Task list:
1/ Write out the passage of the sermon excerpt from "It only makes" to "Joseph’s carpentry shop.", word for word.
2/ According to the sermon excerpt, which book of the Bible contains the words "We love because God first loved us"?
3/ Write the next part of the sermon excerpt, starting after its final sentence.

Excerpted text:
__________________________________________________

These two women found love in their hearts. First, the nameless nurse found love and compassion for a little girl who was living in a darkened world, a world that seemed devoid of hope. Then because of that gift of love, the one who first received the gift then gave and shared with others. Even when given the opportunity to leave such a dreary world behind and go home, she decided to stay so she might better share that life with others.
Where does that kind of love and compassion come from? The Bible tells us it comes from God. In the First Letter of John we read, “We love because God first loved us.” We are able to love those in the world around us because God first placed love in our hearts.
The lessons of Holy Week demonstrate love for us, to us and eventually in us. But, to address how a carpenter became a savior requires we look into the story at an even earlier point. We learn from readings we tend to far more often associate with Christmas than with Easter. Joseph, who would serve as Jesus’ earthly father was in fact, not Jesus’ father at all the story tells us. Jesus’ real father cannot be seen. Jesus’ father is the Holy Spirit. Jesus’ father is God.
It only makes sense in this period of history when young men learned their father’s trades that Jesus would be no different from other young men his age. It seems all but certain Jesus would have learned the carpentry trade growing up in and then helping with Joseph’s carpentry shop.

__________________________________________________

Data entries
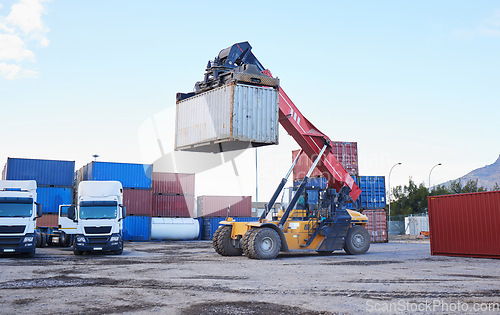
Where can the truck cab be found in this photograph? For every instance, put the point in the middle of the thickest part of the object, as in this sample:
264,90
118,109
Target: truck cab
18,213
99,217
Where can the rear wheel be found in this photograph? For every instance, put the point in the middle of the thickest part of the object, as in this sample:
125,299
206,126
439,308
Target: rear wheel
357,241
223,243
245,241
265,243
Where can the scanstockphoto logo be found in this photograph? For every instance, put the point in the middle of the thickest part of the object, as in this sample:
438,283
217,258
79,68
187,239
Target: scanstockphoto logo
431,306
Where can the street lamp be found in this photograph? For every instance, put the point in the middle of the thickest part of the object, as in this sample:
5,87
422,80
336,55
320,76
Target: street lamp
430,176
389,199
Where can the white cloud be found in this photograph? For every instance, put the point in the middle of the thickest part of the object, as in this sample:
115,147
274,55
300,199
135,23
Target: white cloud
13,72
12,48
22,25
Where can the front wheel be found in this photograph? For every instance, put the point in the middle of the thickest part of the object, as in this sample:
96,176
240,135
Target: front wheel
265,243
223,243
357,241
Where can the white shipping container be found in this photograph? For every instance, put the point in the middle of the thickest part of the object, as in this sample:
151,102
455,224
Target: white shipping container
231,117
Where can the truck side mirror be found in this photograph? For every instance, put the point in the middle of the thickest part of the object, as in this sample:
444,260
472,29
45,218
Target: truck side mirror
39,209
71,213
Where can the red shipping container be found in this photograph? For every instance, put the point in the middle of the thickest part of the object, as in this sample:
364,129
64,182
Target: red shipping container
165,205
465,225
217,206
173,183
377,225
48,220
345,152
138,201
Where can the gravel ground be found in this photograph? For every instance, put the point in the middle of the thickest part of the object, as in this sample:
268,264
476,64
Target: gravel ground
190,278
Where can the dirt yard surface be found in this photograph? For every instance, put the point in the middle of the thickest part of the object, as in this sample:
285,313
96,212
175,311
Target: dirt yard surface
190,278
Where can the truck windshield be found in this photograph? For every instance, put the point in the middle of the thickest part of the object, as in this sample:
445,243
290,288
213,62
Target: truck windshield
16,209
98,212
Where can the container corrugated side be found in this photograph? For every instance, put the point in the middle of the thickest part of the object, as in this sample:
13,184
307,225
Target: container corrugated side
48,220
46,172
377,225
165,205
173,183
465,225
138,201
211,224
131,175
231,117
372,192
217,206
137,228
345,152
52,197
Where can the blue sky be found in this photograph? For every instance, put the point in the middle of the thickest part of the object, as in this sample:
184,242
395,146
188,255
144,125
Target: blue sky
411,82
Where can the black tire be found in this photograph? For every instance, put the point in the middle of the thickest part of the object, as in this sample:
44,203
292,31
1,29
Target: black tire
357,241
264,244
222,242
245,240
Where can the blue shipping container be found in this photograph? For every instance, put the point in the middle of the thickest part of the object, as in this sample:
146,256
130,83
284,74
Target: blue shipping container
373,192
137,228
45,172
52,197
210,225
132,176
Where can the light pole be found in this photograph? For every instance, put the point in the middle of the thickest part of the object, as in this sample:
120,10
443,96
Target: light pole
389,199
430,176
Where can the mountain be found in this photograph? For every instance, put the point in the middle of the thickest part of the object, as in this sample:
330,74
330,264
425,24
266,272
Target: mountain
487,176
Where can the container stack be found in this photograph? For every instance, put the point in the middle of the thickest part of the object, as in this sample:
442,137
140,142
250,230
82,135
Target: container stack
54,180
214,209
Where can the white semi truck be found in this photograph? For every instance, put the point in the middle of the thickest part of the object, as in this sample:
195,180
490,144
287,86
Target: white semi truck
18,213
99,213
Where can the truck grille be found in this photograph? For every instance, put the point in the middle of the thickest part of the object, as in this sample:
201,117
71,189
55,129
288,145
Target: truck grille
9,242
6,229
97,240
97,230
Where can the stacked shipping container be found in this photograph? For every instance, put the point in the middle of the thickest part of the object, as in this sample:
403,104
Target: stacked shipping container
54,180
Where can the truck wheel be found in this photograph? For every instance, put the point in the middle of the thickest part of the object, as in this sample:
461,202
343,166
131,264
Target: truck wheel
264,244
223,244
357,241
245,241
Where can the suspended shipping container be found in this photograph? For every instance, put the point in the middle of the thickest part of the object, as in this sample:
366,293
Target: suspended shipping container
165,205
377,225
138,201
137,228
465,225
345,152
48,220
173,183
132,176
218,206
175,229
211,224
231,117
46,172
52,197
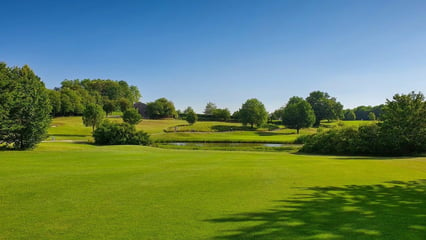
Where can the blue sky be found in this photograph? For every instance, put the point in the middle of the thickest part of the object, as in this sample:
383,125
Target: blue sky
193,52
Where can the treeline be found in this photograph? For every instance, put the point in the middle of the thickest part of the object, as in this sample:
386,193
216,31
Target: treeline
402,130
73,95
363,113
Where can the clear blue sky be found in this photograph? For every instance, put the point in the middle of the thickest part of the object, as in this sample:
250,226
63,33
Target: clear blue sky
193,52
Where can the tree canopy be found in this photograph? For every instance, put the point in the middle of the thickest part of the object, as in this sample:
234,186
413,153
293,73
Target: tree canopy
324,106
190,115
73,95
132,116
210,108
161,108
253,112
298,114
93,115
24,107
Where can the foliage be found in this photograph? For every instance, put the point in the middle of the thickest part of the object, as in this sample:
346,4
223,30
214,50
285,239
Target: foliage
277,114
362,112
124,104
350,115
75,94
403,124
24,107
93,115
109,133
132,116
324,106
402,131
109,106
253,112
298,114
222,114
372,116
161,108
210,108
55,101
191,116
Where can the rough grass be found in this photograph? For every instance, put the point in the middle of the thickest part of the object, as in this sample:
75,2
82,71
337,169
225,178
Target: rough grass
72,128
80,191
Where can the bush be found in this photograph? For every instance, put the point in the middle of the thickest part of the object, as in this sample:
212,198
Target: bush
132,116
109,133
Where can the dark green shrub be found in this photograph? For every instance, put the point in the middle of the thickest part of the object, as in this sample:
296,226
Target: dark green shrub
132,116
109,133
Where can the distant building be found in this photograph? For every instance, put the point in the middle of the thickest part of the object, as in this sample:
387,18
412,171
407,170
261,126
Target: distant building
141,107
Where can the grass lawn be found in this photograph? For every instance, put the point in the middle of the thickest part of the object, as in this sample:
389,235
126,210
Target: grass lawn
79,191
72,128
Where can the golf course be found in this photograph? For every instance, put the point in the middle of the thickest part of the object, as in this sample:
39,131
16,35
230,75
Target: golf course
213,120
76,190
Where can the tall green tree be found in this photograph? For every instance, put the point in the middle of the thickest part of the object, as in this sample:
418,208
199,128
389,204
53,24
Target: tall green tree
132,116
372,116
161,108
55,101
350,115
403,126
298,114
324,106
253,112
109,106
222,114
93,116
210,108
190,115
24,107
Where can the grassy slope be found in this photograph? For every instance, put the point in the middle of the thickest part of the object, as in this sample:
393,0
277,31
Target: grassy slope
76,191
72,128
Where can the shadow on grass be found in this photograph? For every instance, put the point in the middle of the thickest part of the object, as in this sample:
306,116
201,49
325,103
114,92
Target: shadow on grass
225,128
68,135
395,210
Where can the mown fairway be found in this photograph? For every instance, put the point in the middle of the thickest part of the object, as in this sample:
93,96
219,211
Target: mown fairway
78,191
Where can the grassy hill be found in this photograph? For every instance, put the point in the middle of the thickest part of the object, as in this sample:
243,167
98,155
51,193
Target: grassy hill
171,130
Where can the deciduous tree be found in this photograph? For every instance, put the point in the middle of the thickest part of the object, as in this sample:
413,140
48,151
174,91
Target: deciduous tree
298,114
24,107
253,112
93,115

__________________________________________________

Expected responses:
1/
It only makes sense in this period of history when young men learned their father’s trades that Jesus would be no different from other young men his age. It seems all but certain Jesus would have learned the carpentry trade growing up in and then helping with Joseph’s carpentry shop.

2/ The First Letter of John.

3/
There are a number of Biblical scholars and commentators who believe this is why Jesus’ ministry did not begin until he was 30 years old. Their belief is, he waited until one of his brothers was old enough to teach and then experienced enough to step into and run the family carpentry shop, thereby insuring care for Mary’s financial needs and support.
And, as we continue reading in the Gospel accounts we learn Jesus is more than just a carpenter. As he begins to move and travel among the people, he proclaims the Good News of the grace of God. It is in that setting we really begin to learn of Jesus’ power. People are healed. The blind can see. The lame walk. Even the dead arise at Jesus’ very command.
One day as Jesus is traveling with his disciples we hear for the first time who Jesus really is. Jesus asks the disciples, “Who do people say I am?” The answer wasn’t, “Why you are Joseph the Carpenter’s son, so you are a carpenter. The answer was, “Some people say you are Moses. Some folks say you are Elijah. Still others say you are one of the prophets.” Clearly, people saw the power in Jesus as something special, something that could only come from God.
Jesus, however, didn’t stop asking questions at this point. Then Jesus turns the question on the disciples, making it more personal as he asks, “But who do you say I am?” Now Jesus is saying it isn’t as important who others say I am. What really matters is what you believe.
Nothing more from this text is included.